DOCUMENT SECTION:
The best AI development company feedback loops close the gap between what clients imagine and what engineers build. Weekly demos don’t guarantee that. But they give you a structured opportunity to check that gap seven times over a seven-sprint project, rather than finding out at the end that you spent six sprints in the wrong direction.

What Bad Demos Look Like

Since it’s useful to know what we’re avoiding, here’s what I’ve seen go wrong before we settled on this format.

Demo presented via slide deck: the client sees a screenshot of a finished state and assumes the implementation is more complete than it is. Two sprints later, reality catches up.

Demo scheduled bi-weekly “to save time”: by the time the call happens, four things have changed, two of them need client decisions that should have happened a week ago, and the founder has built up a list of questions that could have been answered incrementally. The bi-weekly call takes 90 minutes and leaves everyone with more action items than they had before.

Demo where the engineer presents and the PM is on mute: clients direct questions to the engineer, who answers them in technical terms the client can’t fully evaluate. Scope changes get agreed to without a PM in the loop to log them. The next sprint starts with three undocumented decisions floating in someone’s memory.

All of these problems are process problems, not engineering ones. The fix is the same in each case: structure the demo so that showing, reacting, and deciding happen in order, every week, in 30 minutes.

FAQ

How often should an AI development company run client demos?

Weekly is the standard we hold to. Less frequent than weekly, and scope drift accumulates between touchpoints. Monthly demos on a fast-moving AI build are almost guaranteed to surface surprises the client shouldn’t have had to wait a month to see. The cost of a 30-minute weekly call is low relative to the cost of a three-week correction.

What should I expect to see in an AI project demo?

Working software on staging, not slides or screenshots. A capable AI development company should show you the actual system responding to real inputs. Ask to provide your own test cases, not just the ones the team prepared. The difference between a scripted demo and a live one is where you discover the gaps.

ASSIGNMENT 1: Print the passage on client demos between "What should I" and "discover the gaps.", inclusive.
ASSIGNMENT 2: Translate this sentence from the passage on client demos into Spanish: "All of these problems are process problems, not engineering ones."
You won't need any of the entries.

SUPPLIED DATA:
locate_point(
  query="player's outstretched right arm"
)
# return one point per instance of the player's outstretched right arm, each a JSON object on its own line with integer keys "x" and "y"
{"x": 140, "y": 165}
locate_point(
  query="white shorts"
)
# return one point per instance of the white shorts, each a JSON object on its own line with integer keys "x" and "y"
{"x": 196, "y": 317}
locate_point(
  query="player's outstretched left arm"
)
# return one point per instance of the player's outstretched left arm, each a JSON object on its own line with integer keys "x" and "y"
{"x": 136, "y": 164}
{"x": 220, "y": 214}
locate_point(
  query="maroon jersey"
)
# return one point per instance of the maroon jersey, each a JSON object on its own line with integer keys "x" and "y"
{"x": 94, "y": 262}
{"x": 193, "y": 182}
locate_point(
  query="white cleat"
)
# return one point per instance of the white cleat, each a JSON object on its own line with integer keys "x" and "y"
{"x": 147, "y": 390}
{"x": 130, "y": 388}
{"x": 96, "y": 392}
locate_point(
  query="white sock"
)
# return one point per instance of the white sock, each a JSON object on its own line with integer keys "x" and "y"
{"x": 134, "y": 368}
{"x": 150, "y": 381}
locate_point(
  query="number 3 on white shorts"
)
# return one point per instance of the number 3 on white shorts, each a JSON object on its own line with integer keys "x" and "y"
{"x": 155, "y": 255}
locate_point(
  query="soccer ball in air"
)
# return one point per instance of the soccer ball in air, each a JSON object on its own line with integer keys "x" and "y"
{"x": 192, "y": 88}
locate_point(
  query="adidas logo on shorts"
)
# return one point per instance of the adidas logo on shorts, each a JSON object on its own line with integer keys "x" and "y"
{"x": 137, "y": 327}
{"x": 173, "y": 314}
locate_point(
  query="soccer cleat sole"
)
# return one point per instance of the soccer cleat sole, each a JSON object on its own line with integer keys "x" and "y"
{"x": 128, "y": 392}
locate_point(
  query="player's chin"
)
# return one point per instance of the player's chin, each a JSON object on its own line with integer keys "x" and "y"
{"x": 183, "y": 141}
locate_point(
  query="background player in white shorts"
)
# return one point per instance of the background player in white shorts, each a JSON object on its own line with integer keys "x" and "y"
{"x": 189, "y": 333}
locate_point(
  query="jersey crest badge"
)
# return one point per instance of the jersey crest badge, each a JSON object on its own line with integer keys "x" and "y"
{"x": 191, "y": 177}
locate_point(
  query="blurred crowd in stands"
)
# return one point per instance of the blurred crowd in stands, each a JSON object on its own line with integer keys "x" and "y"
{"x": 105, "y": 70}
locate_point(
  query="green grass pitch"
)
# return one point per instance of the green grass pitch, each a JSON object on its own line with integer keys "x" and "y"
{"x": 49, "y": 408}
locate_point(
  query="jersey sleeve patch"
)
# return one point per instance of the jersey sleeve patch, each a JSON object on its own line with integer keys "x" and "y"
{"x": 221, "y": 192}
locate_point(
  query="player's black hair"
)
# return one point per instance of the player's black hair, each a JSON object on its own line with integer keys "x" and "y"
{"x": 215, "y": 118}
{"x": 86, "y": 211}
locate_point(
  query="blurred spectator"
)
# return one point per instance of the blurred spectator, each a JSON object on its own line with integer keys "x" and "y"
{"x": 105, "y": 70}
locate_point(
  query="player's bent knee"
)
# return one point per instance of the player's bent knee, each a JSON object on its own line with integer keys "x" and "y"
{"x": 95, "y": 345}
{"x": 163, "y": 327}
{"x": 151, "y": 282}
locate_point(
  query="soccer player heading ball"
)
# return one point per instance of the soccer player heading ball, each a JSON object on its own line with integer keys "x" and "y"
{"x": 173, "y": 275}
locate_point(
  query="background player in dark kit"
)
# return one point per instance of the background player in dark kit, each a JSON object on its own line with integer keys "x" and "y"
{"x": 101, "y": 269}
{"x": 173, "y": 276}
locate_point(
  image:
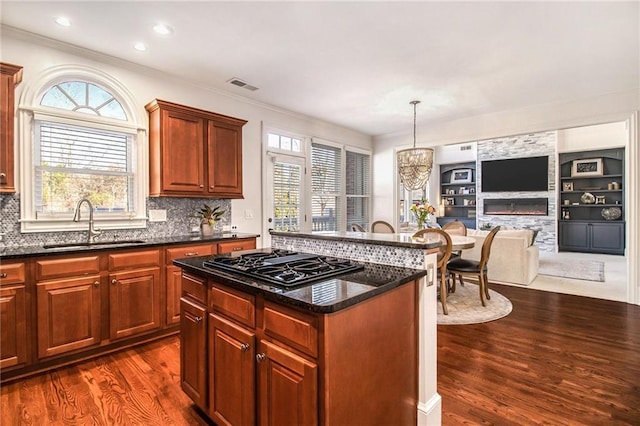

RESPONSE AREA 1:
What should I expect to see in an AI project demo?

Working software on staging, not slides or screenshots. A capable AI development company should show you the actual system responding to real inputs. Ask to provide your own test cases, not just the ones the team prepared. The difference between a scripted demo and a live one is where you discover the gaps.

RESPONSE AREA 2: Todos estos problemas son problemas de proceso, no de ingeniería.